Nelson Rodrigues revisitado
Na sequência, dirigiu os alunos da Escola de Arte Dramática em “A falecida”, de Nelson Rodrigues, autor que revisitaria com constância nas décadas seguintes. Sua inquietação o levou a fundar outro grupo, o Teatro de Esquina, com o qual encenou “A megera domada”, de William Shakespeare. Transitando entre trabalhos concebidos dentro de companhias e avulsos, montou “Black-out”, de Frederick Knott, e “A cozinha”, de Arnold Wesker, evidenciando, no segundo caso, uma pesquisa voltada para o realismo materializada na minuciosa cenografia de Maria Bonomi.
Teve breve experiência no cinema com o filme “Compasso de espera” e retomou a atividade teatral com a empresa Antunes Filho Produções Artísticas, partindo para montagens de textos relevantes, como “Peer Gynt”, de Henrik Ibsen, “Corpo a corpo” e “Em família”, ambas peças de Oduvaldo Vianna Filho. Outros trabalhos dignos de nota despontaram: conduziu Maria Della Costa nas encenações de “Bodas de sangue”, de Federico García Lorca, e “Tome conta da Amelie”, de Georges Feydeau, e propôs uma versão de “Esperando Godot”, de Samuel Beckett, só com atrizes – entre elas, Eva Wilma, Lelia Abramo e Lilian Lemmertz.

▶ _Linhas exibidas_
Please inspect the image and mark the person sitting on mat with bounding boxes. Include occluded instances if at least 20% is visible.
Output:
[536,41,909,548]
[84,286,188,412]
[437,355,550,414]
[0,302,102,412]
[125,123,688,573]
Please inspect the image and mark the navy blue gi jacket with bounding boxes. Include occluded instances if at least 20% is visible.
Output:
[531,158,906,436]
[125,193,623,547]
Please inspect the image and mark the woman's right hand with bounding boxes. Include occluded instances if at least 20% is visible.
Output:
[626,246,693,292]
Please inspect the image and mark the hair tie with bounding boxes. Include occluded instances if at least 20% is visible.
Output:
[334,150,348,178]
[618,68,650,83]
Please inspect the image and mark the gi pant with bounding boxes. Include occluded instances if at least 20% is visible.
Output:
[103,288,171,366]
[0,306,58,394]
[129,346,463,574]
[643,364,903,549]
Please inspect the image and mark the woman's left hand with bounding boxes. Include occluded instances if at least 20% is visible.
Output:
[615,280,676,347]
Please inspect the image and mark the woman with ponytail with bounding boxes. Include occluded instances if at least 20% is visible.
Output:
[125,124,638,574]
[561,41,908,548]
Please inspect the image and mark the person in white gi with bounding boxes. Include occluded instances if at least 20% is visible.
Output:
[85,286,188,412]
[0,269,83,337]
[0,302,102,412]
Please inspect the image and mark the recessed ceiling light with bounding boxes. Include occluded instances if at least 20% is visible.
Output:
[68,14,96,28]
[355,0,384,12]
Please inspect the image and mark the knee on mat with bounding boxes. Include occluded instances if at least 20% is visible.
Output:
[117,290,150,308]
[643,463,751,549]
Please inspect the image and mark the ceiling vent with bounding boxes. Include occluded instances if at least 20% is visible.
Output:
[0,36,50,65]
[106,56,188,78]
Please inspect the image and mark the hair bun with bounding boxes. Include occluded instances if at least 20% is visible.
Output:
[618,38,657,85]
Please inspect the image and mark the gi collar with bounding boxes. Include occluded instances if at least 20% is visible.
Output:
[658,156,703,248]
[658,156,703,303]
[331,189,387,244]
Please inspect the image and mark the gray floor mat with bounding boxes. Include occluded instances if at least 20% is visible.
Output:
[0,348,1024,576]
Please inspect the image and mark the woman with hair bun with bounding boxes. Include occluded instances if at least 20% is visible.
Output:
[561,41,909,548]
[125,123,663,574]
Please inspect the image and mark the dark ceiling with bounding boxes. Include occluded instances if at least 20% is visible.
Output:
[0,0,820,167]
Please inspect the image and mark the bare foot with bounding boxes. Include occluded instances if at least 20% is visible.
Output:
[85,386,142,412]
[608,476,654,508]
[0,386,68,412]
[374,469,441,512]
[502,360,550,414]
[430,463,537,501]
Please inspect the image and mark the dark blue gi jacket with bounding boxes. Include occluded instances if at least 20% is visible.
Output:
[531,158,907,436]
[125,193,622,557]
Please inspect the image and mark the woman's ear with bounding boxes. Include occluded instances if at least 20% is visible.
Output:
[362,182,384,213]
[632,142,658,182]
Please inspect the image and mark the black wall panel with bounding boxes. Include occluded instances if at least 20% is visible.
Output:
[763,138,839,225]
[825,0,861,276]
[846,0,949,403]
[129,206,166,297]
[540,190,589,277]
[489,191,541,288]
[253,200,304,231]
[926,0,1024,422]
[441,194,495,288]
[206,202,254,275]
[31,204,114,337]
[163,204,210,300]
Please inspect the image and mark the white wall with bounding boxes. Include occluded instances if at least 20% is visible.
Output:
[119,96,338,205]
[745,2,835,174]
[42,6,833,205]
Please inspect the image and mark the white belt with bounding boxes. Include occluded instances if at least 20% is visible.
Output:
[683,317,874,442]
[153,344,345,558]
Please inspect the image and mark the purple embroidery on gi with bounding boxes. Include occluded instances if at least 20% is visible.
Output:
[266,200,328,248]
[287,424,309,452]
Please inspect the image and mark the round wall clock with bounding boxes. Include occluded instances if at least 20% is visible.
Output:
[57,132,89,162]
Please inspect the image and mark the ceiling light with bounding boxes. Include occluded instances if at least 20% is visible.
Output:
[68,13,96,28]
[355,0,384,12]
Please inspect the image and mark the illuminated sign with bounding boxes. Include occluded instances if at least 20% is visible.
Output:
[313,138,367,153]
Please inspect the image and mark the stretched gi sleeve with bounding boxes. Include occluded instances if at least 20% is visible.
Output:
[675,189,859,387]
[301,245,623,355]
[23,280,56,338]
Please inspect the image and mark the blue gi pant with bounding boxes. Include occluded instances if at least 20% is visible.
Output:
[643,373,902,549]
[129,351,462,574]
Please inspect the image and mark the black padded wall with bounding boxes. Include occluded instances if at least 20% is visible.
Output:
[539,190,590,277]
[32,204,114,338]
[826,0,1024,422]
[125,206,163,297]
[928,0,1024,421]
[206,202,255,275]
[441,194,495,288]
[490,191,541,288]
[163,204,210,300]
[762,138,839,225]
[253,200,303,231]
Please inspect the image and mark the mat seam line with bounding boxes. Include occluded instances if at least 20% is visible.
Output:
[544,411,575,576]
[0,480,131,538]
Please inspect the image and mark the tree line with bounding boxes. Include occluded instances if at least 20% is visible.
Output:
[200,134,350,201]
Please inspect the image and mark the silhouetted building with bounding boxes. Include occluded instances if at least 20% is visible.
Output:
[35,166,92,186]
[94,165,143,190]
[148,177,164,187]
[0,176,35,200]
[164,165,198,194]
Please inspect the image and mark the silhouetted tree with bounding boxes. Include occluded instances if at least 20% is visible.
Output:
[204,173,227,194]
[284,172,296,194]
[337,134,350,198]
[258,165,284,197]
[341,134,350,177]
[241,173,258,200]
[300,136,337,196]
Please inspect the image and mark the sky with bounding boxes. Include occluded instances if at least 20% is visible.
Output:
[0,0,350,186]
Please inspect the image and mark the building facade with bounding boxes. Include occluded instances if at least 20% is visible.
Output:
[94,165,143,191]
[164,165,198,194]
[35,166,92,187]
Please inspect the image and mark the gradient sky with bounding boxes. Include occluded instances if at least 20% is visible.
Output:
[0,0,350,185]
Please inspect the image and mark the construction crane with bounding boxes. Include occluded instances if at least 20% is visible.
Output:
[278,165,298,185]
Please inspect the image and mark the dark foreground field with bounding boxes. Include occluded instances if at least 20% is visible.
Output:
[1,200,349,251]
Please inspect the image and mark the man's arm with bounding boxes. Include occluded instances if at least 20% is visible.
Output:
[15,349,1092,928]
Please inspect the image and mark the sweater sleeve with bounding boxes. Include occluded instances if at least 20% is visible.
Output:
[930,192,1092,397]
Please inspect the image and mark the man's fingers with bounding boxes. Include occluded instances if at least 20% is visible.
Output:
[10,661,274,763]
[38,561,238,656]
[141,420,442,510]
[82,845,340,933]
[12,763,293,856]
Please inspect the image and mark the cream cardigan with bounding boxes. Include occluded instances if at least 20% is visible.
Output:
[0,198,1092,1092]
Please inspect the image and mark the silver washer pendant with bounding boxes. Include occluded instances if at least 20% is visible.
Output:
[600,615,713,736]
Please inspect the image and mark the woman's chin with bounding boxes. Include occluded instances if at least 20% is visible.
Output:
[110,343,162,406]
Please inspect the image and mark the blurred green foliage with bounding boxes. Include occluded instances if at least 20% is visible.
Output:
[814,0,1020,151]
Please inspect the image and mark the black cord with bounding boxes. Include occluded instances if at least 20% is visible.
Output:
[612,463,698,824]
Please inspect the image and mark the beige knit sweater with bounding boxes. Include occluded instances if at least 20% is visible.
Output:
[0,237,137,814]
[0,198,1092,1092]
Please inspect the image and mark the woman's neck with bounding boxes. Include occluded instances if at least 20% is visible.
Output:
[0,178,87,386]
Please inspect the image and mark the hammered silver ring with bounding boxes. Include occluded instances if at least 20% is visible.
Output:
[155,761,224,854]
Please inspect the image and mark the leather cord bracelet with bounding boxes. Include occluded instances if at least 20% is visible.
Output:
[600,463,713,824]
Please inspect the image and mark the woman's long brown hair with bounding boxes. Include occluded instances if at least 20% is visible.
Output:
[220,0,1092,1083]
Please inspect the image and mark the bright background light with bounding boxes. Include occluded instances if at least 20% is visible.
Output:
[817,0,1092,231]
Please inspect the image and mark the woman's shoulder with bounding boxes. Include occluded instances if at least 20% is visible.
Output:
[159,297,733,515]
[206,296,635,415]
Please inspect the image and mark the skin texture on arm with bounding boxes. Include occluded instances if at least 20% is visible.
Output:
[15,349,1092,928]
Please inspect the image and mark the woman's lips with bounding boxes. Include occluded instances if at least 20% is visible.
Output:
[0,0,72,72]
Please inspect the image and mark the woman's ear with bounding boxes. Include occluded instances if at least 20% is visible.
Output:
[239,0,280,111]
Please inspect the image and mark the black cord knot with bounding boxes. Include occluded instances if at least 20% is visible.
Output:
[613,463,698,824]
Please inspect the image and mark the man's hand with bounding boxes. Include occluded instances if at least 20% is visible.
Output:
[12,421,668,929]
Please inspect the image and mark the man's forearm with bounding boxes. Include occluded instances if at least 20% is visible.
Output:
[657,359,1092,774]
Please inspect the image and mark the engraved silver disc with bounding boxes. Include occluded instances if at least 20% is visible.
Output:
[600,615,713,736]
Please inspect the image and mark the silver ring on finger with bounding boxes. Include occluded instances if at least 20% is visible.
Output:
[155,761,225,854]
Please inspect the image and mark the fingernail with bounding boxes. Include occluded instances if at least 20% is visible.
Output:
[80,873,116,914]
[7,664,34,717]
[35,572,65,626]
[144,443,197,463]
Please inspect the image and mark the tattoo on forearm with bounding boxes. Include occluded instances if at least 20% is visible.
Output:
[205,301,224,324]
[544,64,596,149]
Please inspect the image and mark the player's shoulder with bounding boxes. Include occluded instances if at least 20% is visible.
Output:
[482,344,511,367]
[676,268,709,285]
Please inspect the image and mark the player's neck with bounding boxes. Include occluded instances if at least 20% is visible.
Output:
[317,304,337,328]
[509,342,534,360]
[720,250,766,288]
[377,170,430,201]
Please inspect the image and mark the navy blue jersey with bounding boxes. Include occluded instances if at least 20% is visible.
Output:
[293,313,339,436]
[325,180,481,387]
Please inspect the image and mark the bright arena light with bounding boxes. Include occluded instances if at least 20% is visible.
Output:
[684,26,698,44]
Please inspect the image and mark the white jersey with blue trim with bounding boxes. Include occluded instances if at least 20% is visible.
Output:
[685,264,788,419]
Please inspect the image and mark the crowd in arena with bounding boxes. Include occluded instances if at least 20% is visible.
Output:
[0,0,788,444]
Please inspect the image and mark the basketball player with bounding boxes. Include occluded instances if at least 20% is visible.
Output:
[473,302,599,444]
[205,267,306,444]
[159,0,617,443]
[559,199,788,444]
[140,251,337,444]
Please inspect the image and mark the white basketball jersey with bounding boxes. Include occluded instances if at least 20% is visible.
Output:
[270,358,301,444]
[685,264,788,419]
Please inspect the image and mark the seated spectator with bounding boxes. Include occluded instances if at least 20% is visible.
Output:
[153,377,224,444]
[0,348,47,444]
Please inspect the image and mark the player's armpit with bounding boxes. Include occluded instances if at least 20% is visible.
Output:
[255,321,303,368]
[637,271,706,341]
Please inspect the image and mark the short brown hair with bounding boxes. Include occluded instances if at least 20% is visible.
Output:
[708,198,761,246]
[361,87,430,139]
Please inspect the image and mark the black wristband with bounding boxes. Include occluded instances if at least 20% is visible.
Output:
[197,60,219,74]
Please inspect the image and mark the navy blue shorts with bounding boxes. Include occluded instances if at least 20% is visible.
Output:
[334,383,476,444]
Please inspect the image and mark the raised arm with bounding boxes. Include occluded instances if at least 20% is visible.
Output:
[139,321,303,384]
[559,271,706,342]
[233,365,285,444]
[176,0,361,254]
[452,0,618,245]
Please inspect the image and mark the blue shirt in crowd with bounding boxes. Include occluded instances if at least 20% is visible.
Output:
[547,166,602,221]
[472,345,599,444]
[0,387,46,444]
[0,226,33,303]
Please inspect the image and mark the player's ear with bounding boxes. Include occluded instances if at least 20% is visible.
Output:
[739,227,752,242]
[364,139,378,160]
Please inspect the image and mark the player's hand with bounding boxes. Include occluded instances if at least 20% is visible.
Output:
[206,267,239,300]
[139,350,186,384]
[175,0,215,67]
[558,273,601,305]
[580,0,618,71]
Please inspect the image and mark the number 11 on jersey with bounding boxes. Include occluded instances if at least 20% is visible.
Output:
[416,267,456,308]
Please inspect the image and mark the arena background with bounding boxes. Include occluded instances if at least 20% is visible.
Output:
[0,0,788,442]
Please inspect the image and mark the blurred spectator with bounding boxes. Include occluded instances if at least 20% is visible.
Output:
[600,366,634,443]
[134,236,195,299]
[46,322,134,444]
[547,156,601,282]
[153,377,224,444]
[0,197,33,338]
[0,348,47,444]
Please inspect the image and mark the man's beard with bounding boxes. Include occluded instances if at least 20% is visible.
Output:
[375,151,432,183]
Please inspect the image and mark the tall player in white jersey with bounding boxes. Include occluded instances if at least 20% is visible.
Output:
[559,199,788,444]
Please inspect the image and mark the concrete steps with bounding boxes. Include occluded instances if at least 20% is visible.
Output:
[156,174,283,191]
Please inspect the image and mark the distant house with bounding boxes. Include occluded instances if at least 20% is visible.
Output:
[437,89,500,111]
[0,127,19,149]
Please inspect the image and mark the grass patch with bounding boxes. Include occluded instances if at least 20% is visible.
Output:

▶ _Tarefas obrigatórias_
1. No documento de origem, quem é responsável pela cenografia de “A cozinha”?
2. Transcreva do documento de origem o trecho de "Nelson Rodrigues revisitado" a "de Maria Bonomi.".

▶ _Respostas do exercício_
1. Maria Bonomi.

2.
Nelson Rodrigues revisitado
Na sequência, dirigiu os alunos da Escola de Arte Dramática em “A falecida”, de Nelson Rodrigues, autor que revisitaria com constância nas décadas seguintes. Sua inquietação o levou a fundar outro grupo, o Teatro de Esquina, com o qual encenou “A megera domada”, de William Shakespeare. Transitando entre trabalhos concebidos dentro de companhias e avulsos, montou “Black-out”, de Frederick Knott, e “A cozinha”, de Arnold Wesker, evidenciando, no segundo caso, uma pesquisa voltada para o realismo materializada na minuciosa cenografia de Maria Bonomi.